▸ Alıştırma Yönergeleri
• a. Kenan Evren yazısında "Sayfa arkadaşlarımdan bilenler" sözcüklerinin bulunduğu yerden başlayarak "kurşunlananlarımız ölenlerimiz oldu..." sözcüklerinden sonra biten bölümü aynen tekrarlayınız.
• b. Kenan Evren yazısında rakamla yazılmış bütün sayıları, her birini yalnızca bir kez olmak üzere sıralayınız.

++++ Okunacak Metin ++++

10 Mayıs 2015 Pazar

Kenan Evren’in Ardından...

Biliyorum bu yazım da aykırı gelecek kimilerine...
Yine ne diyor bu diyecekler...
Olun desinler...
Mizaç meselesi bu işler; can çıkmadan huy çıkmıyor...
Yalnız kalsam da acaba ne derler diye düşünmeden inandıklarımı yazıyorum...
*
Lafı uzatmayayım...
Sayfa arkadaşlarımdan bilenler bilir; 12 Eylül askeri darbesinden önce “devrimci” mücadele içinde naçizane emek verdim...
Bunu şunun için söylüyorum; o günleri ve dolayısıyla 12 Eylül darbesine nasıl gelindiğini çok yakından biliyorum...
*
Burada, darbeden önce oluk oluk kan akıyordu, kardeş kardeşi katlediyordu, darbe olunca bir günde nasıl bıçak gibi kesildi, darbeciler, darbeye uygun ortam yaratmak için bunu özellikle yaptı, kontrgerillaydı, şuydu buydu edebiyatına girmeyeceğim...
*
Bırakın karşı görüşte olduğumuz gençlik gruplarıyla girilen çatışmaları, sol dediğimiz gruplarca yolumuz kesildi, kurşunlananlarımız ölenlerimiz oldu...
Ama bütün bunları bir kenara bırakacağım...
*
Sadece soracağım; 12 Eylül öncesinde ülkede demokrasi ve huzur vardı da darbe mi bunları ortadan kaldırdı Allah aşkına?
Herkes 12 Eylülden önceki düzenden çok mutluydu da darbecilerin yaptığı ve bugün orasından burasından çekiştirerek yamalı bohçaya döndürülen 1982 Anayasasına %91,3 gibi çok yüksek oranda bir katılımla %91,4 oranında yüksek bir oranda neden evet dedi acaba?

++++ Veri Bölümü ++++

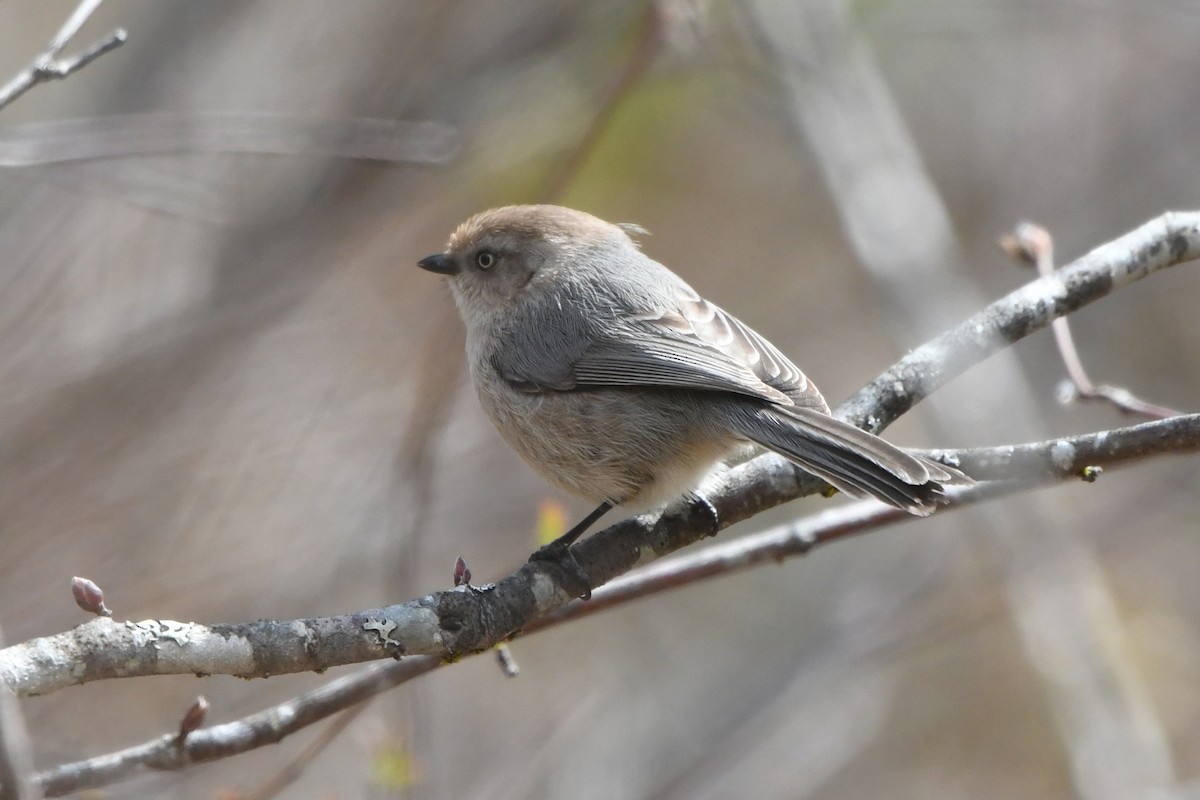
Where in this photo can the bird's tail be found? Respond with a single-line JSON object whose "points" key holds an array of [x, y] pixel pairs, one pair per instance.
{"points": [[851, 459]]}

++++

▸ Nihai Sonuçlar
• a.
Sayfa arkadaşlarımdan bilenler bilir; 12 Eylül askeri darbesinden önce “devrimci” mücadele içinde naçizane emek verdim...
Bunu şunun için söylüyorum; o günleri ve dolayısıyla 12 Eylül darbesine nasıl gelindiğini çok yakından biliyorum...
*
Burada, darbeden önce oluk oluk kan akıyordu, kardeş kardeşi katlediyordu, darbe olunca bir günde nasıl bıçak gibi kesildi, darbeciler, darbeye uygun ortam yaratmak için bunu özellikle yaptı, kontrgerillaydı, şuydu buydu edebiyatına girmeyeceğim...
*
Bırakın karşı görüşte olduğumuz gençlik gruplarıyla girilen çatışmaları, sol dediğimiz gruplarca yolumuz kesildi, kurşunlananlarımız ölenlerimiz oldu...

• b.
10
2015
12
1982
%91,3
%91,4